DESCRIPCIÓN DEL PROBLEMA
Escale las líneas de las entradas comprendidas entre el inicio y la línea que contiene "[234,274,293,295]", ambas inclusive, y reprodúzcalas íntegras, sin añadir ninguna otra. Multiplique por 0,3 cada coordenada que figura entre corchetes y redondee el resultado al entero más próximo, con las mitades hacia arriba.

MATERIAL PROPORCIONADO
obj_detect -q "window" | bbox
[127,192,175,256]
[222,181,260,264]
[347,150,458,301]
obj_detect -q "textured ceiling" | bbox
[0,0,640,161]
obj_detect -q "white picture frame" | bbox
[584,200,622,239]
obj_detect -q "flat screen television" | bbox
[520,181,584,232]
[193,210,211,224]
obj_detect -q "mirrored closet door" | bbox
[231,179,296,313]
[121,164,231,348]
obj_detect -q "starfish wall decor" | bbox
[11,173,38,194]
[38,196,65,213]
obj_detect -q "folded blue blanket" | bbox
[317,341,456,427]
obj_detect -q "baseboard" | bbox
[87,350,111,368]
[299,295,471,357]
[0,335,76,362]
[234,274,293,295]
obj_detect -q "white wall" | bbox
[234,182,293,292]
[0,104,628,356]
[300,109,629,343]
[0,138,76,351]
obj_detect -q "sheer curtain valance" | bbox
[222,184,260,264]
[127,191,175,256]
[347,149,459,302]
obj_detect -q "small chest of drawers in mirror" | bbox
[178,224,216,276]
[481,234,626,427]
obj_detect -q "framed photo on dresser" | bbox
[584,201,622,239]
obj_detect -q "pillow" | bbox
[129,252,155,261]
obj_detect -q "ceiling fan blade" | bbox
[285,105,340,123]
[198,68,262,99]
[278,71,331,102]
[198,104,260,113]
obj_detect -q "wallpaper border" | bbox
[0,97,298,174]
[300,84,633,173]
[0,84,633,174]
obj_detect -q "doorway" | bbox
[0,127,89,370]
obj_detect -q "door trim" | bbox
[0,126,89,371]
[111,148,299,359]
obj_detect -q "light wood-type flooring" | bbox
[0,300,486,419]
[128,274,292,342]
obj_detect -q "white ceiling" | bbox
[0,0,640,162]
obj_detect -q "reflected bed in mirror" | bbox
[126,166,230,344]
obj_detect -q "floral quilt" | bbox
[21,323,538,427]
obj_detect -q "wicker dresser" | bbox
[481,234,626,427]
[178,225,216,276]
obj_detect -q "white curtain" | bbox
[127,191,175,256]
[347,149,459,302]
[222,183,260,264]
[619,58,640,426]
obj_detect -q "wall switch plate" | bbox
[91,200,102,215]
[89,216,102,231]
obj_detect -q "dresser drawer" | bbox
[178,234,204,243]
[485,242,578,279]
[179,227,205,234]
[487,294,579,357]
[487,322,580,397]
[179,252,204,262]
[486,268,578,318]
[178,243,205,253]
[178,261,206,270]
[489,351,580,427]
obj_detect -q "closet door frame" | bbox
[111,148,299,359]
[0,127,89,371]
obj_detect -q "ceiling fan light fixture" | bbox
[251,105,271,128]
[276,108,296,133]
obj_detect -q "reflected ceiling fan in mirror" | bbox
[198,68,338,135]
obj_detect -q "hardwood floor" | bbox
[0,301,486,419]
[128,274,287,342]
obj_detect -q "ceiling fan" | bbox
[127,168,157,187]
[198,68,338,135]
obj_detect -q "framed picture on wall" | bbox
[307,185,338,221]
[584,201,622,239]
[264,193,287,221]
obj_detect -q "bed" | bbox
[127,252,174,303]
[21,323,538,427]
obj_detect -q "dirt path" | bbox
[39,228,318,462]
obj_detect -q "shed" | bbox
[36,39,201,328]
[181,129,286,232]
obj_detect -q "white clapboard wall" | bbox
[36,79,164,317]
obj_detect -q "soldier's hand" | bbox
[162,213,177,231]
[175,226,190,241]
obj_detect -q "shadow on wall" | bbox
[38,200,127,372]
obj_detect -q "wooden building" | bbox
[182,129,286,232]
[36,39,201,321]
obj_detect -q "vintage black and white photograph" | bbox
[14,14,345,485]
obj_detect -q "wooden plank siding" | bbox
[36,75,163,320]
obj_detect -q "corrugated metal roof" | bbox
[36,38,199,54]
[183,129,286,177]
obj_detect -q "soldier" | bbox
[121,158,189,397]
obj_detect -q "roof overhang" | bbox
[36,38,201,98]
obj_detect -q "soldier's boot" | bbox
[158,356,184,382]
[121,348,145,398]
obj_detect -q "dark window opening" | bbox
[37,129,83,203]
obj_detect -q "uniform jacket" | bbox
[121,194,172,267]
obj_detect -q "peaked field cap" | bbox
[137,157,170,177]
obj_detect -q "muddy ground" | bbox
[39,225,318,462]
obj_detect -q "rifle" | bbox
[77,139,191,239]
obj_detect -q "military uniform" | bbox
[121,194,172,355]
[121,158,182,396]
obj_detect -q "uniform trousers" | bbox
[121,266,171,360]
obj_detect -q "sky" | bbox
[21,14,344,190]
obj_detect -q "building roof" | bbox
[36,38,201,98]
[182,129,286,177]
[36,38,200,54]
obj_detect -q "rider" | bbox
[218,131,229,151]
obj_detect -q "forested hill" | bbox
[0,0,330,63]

SOLUCIÓN
obj_detect -q "window" | bbox
[38,58,53,77]
[67,54,78,79]
[104,45,137,90]
obj_detect -q "textured ceiling" | bbox
[0,0,192,48]
obj_detect -q "white picture frame" | bbox
[175,60,187,72]
obj_detect -q "flat screen television" | bbox
[156,54,175,70]
[58,63,63,67]
obj_detect -q "mirrored closet door" | bbox
[69,54,89,94]
[36,49,69,104]
obj_detect -q "starfish wall decor" | bbox
[3,52,11,58]
[11,59,20,64]
obj_detect -q "folded blue blanket" | bbox
[95,102,137,128]
obj_detect -q "baseboard" | bbox
[26,105,33,110]
[90,89,141,107]
[0,101,23,109]
[70,82,88,89]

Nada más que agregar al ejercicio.